## Challenge:
Write out the whole of the material exactly.

——

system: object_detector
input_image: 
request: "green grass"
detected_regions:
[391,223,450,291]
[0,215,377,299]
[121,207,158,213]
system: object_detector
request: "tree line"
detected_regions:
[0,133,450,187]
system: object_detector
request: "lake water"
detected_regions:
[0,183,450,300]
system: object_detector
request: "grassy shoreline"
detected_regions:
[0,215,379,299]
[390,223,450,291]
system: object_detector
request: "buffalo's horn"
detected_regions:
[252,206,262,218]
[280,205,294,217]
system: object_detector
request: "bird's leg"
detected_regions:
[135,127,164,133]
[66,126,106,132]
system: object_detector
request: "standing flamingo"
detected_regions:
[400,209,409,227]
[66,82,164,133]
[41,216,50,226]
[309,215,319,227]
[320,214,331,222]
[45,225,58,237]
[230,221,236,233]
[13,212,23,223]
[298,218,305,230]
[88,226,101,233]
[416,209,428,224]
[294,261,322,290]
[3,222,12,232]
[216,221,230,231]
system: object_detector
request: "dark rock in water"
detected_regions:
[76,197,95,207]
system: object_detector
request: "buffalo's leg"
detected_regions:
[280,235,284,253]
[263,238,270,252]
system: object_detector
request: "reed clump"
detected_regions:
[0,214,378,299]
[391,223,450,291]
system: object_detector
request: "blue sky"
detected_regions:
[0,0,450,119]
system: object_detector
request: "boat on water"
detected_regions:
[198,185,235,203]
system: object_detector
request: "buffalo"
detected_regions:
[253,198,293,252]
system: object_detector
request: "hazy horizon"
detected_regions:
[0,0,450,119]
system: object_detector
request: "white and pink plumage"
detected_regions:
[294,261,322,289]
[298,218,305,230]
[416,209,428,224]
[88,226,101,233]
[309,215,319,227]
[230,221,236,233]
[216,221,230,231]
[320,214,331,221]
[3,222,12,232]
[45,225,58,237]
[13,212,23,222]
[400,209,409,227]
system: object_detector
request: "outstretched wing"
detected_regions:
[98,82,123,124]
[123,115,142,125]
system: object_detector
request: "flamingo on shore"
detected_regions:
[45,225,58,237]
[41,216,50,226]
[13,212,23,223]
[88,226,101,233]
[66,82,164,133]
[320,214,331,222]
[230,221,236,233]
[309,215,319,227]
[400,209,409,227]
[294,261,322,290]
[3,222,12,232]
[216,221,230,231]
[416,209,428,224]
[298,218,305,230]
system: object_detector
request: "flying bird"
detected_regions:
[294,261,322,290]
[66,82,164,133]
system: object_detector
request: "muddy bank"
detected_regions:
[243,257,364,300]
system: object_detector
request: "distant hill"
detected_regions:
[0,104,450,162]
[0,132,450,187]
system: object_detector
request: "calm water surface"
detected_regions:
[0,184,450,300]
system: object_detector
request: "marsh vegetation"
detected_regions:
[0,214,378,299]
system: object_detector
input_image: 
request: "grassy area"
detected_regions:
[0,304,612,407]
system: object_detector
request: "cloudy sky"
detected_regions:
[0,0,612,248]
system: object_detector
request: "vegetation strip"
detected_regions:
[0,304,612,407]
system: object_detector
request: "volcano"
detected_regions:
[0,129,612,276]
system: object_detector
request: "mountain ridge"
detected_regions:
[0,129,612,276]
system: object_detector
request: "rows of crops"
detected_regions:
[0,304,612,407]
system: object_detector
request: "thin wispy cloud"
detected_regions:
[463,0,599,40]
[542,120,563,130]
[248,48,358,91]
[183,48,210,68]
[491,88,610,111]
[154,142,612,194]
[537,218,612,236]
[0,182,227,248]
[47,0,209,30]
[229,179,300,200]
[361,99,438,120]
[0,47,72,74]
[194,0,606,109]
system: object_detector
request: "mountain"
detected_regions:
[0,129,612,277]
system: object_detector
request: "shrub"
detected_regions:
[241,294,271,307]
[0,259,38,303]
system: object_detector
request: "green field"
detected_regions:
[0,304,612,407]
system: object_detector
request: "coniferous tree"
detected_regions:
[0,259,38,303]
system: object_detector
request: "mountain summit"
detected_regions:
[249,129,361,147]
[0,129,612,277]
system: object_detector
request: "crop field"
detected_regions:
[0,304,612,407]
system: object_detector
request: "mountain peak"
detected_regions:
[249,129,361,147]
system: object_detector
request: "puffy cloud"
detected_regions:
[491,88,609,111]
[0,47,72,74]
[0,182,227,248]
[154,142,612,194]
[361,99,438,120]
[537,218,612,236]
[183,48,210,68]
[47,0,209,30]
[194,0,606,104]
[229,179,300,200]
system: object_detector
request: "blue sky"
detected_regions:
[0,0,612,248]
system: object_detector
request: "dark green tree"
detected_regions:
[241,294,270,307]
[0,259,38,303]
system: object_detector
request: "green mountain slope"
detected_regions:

——

## Finished task:
system: object_detector
input_image: 
request: "green grass"
detected_regions:
[391,223,450,291]
[0,215,377,299]
[121,207,158,213]
system: object_detector
request: "tree line"
detected_regions:
[0,133,450,187]
system: object_detector
request: "lake water"
detected_regions:
[0,183,450,300]
system: object_detector
request: "grassy shoreline"
detected_regions:
[0,215,379,299]
[390,223,450,291]
system: object_detector
request: "buffalo's horn"
detected_regions:
[252,206,262,218]
[280,205,294,217]
system: object_detector
request: "bird's leg"
detected_regions:
[135,127,164,133]
[66,126,106,132]
system: object_detector
request: "standing flamingo"
detected_regions:
[400,209,409,227]
[66,82,164,133]
[41,216,50,226]
[309,215,319,227]
[320,214,331,222]
[45,225,58,237]
[230,221,236,233]
[13,212,23,223]
[298,218,305,230]
[88,226,101,233]
[416,209,428,224]
[294,261,322,290]
[3,222,12,232]
[216,221,230,231]
system: object_detector
request: "dark rock in water"
detected_regions:
[76,197,95,207]
system: object_detector
request: "buffalo's leg"
detected_regions:
[280,235,284,253]
[263,238,270,252]
system: object_detector
request: "reed clump"
detected_regions:
[0,214,378,299]
[391,223,450,291]
system: object_detector
request: "blue sky"
detected_regions:
[0,0,450,119]
system: object_detector
request: "boat on water"
detected_regions:
[198,185,235,203]
system: object_detector
request: "buffalo"
detected_regions:
[253,198,293,252]
system: object_detector
request: "hazy horizon"
detected_regions:
[0,0,450,119]
system: object_detector
request: "white and pink plumage"
detected_regions:
[294,261,322,289]
[298,218,305,230]
[416,209,428,224]
[88,226,101,233]
[309,215,319,227]
[230,221,236,233]
[216,221,230,231]
[320,214,331,221]
[3,222,12,232]
[45,225,58,237]
[13,212,23,222]
[400,209,409,227]
system: object_detector
request: "outstretched wing"
detected_regions:
[98,82,123,124]
[123,115,142,125]
system: object_detector
request: "flamingo on shore"
detected_regions:
[45,225,58,237]
[41,216,50,226]
[13,212,23,223]
[88,226,101,233]
[66,82,164,133]
[320,214,331,222]
[230,221,236,233]
[309,215,319,227]
[400,209,409,227]
[294,261,322,290]
[3,222,12,232]
[216,221,230,231]
[416,209,428,224]
[298,218,305,230]
system: object_detector
request: "flying bird"
detected_regions:
[294,261,322,290]
[66,82,164,133]
system: object_detector
request: "muddy bank"
detected_regions:
[243,257,364,300]
system: object_detector
request: "distant hill"
detected_regions:
[0,104,450,162]
[0,132,450,187]
system: object_detector
request: "calm water surface"
detected_regions:
[0,184,450,300]
system: object_detector
request: "marsh vegetation"
detected_regions:
[0,214,378,299]
system: object_detector
input_image: 
request: "grassy area"
detected_regions:
[0,304,612,407]
system: object_detector
request: "cloudy sky"
detected_regions:
[0,0,612,248]
system: object_detector
request: "vegetation strip"
detected_regions:
[0,304,612,407]
system: object_detector
request: "volcano"
detected_regions:
[0,129,612,276]
system: object_detector
request: "mountain ridge"
detected_regions:
[0,129,612,276]
system: object_detector
request: "rows of crops"
detected_regions:
[0,304,612,407]
system: object_detector
request: "thin wispy cloud"
detected_regions:
[463,0,599,40]
[542,120,563,130]
[248,48,358,91]
[183,48,210,68]
[491,88,610,111]
[154,142,612,194]
[537,218,612,236]
[0,182,227,248]
[47,0,209,30]
[229,179,300,200]
[361,99,438,120]
[0,47,72,74]
[194,0,606,109]
system: object_detector
request: "mountain"
detected_regions:
[0,129,612,277]
system: object_detector
request: "shrub"
detected_regions:
[241,294,271,307]
[0,259,38,303]
system: object_detector
request: "green field"
detected_regions:
[0,304,612,407]
system: object_detector
request: "coniferous tree"
detected_regions:
[0,259,38,303]
system: object_detector
request: "mountain summit"
detected_regions:
[249,129,361,147]
[0,129,612,277]
system: object_detector
request: "crop field"
detected_regions:
[0,304,612,407]
system: object_detector
request: "mountain peak"
detected_regions:
[249,129,361,147]
system: object_detector
request: "puffy cloud"
detected_regions:
[491,88,609,111]
[0,47,72,74]
[0,182,227,248]
[154,142,612,194]
[361,99,438,120]
[537,218,612,236]
[183,48,210,68]
[47,0,209,30]
[194,0,606,104]
[229,179,300,200]
system: object_detector
request: "blue sky"
detected_regions:
[0,0,612,248]
system: object_detector
request: "dark green tree"
detected_regions:
[241,294,270,307]
[0,259,38,303]
system: object_detector
request: "green mountain slope"
detected_regions:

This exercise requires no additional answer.